▶ [任务说明 A]: 请在下面各行中找出含有字符串"lure"的每一行,并逐行照抄出来。

▶ [文本片段]:
宋代士大夫也比之前的儒家群体更关心社会礼俗的重建。我们可以看到宋代士大夫群体忙碌于家乡社会的身影,范仲淹在苏州吴县创立范氏义庄,建立了宗族内部的救济机制;吕大钧在陕西蓝田创设乡约,推行村社自治;史浩在浙江鄞县成立乡曲义庄;张载还计划在关中购买土地分给农民、试验井田制,最终虽未成行,但经过理学家对礼俗的倡导,关中一带逐渐形成敦厚、和睦的风俗,张载自己说:“关中学者用礼渐成俗”。
如果说,宪政的精义在于“限政—分权”,包括以“虚君共和”限君主之权、以“社会自治”分国家之权,那么,宋代儒家在“回向三代”之历史使命感的召唤下所试图构建的治理秩序,是指向宪政的。历史上的宋代,也成为政体最接近“共治”理想、社会自治空前发达的一个朝代。
明末王夫之对宋儒的“言必称三代”很不以为然,认为那是“啧啧之言”,他甚至将宋代跟儒家最鄙夷的王朝——秦朝并称为“孤秦陋宋”,然而当船山先生推演更合理的治理秩序时,他还是要从“三代”汲取灵感。换言之,“三代之治”其实已内化为王夫之的宪政记忆。

▶ [任务说明 B]: 把上面那段讲宋代儒家治理秩序的文字从"宋代士大夫也比之前的儒家群体"开始、到"实已内化为王夫之的宪政记忆。"结束的部分重写一遍,其中的"王夫之"一律换成"王船山"。

▶ [所给材料]:
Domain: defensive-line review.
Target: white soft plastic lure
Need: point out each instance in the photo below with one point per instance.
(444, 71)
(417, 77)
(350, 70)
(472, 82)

==

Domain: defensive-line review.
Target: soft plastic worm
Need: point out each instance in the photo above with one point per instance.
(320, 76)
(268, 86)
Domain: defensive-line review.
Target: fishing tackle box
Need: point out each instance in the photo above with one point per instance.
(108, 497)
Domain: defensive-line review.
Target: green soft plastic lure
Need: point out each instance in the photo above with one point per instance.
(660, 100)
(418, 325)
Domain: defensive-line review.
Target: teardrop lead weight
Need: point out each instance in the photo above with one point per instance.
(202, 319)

▶ [完整解答 A]:
Target: white soft plastic lure
Target: green soft plastic lure

▶ [完整解答 B]:
宋代士大夫也比之前的儒家群体更关心社会礼俗的重建。我们可以看到宋代士大夫群体忙碌于家乡社会的身影,范仲淹在苏州吴县创立范氏义庄,建立了宗族内部的救济机制;吕大钧在陕西蓝田创设乡约,推行村社自治;史浩在浙江鄞县成立乡曲义庄;张载还计划在关中购买土地分给农民、试验井田制,最终虽未成行,但经过理学家对礼俗的倡导,关中一带逐渐形成敦厚、和睦的风俗,张载自己说:“关中学者用礼渐成俗”。
如果说,宪政的精义在于“限政—分权”,包括以“虚君共和”限君主之权、以“社会自治”分国家之权,那么,宋代儒家在“回向三代”之历史使命感的召唤下所试图构建的治理秩序,是指向宪政的。历史上的宋代,也成为政体最接近“共治”理想、社会自治空前发达的一个朝代。
明末王船山对宋儒的“言必称三代”很不以为然,认为那是“啧啧之言”,他甚至将宋代跟儒家最鄙夷的王朝——秦朝并称为“孤秦陋宋”,然而当船山先生推演更合理的治理秩序时,他还是要从“三代”汲取灵感。换言之,“三代之治”其实已内化为王船山的宪政记忆。